Exercise prompt:
Omit the pictures while printing every entry below exactly as given.
--- Records for processing Enclosed Below ---
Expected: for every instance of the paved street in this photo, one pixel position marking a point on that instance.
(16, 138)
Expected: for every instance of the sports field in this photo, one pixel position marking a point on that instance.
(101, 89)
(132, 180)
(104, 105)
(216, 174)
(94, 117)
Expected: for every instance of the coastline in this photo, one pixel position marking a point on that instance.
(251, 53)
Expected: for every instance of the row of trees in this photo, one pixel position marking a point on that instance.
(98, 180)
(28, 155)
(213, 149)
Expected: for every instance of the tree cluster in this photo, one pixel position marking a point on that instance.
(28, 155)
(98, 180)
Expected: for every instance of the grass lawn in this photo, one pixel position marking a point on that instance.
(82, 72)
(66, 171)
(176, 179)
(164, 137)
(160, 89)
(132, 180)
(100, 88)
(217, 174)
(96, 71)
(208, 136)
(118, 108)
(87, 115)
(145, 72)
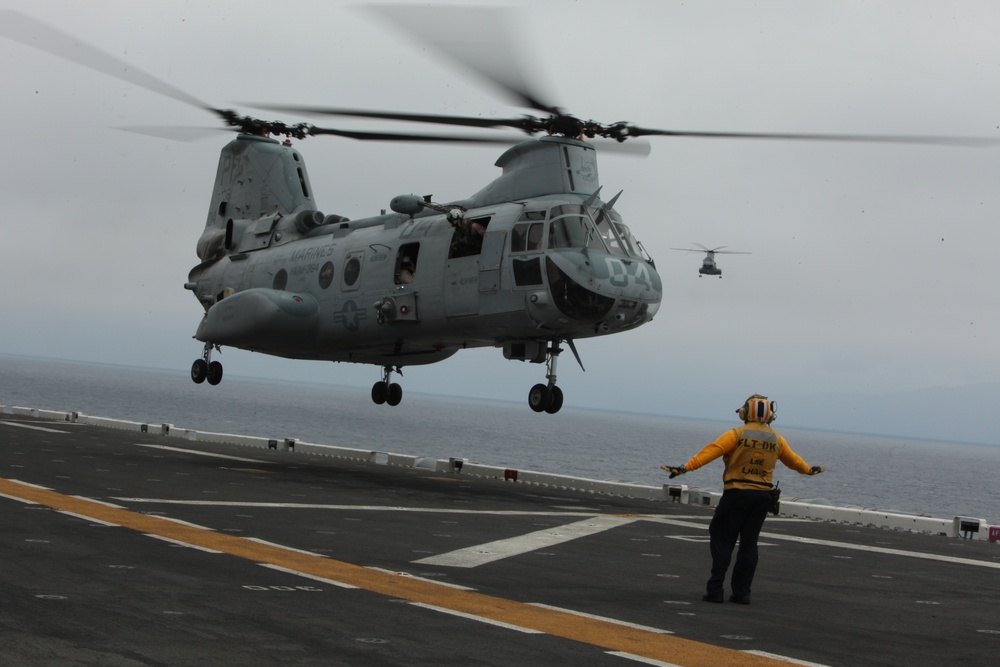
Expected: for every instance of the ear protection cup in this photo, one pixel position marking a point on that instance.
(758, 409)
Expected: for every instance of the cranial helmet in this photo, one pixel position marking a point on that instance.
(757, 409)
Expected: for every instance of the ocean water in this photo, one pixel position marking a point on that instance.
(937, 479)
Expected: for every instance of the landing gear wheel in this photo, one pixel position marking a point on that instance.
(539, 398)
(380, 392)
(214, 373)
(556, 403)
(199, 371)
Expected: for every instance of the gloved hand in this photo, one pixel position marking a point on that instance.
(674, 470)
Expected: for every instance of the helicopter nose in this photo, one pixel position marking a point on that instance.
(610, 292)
--- End of Enclosed Records for processing ---
Your solution:
Expected: for every instance of the paved street in this photo, one pixel position marking a point on that instance.
(16, 138)
Expected: for every instance of the sports field in this photo, one pixel position marking a point on that instance.
(101, 89)
(132, 180)
(104, 105)
(216, 174)
(94, 117)
Expected: for every instance of the coastline in this photo, one pixel position marking a point on that instance.
(251, 53)
Expected: for every instance of the row of trees in this photo, one pixel position marking a point on that instance.
(98, 180)
(28, 155)
(213, 149)
Expected: for every instance of the tree cluster in this photo, one pixel position marking a point on that instance.
(28, 155)
(98, 180)
Expected: for every instance of the grass lawn in this photo, one pixel position marking a point on that instance.
(82, 72)
(66, 171)
(176, 179)
(164, 137)
(160, 89)
(132, 180)
(100, 88)
(217, 174)
(96, 71)
(208, 136)
(118, 108)
(87, 115)
(145, 72)
Expected: for every instance of the ear protection cup in this photo, one pixel position marking a point on that instance.
(758, 409)
Expected: for every instance of the cranial helmet in this photo, one pixel position marking a point on that instance.
(757, 409)
Expected: for every instance of the ocean water in this photo, one pixel position marking a point on that instance.
(937, 479)
Expected: for every instance of the landing gear wheel in this photo, one pixel position marking a point on that instance.
(539, 398)
(380, 392)
(214, 373)
(556, 403)
(199, 371)
Expected: for every instance of the gloved hand in this photo, one pixel position marking a point on that instance.
(674, 470)
Expected: for every instance of the helicopter nose in this photo, one pixel position marking a point on that instance.
(610, 292)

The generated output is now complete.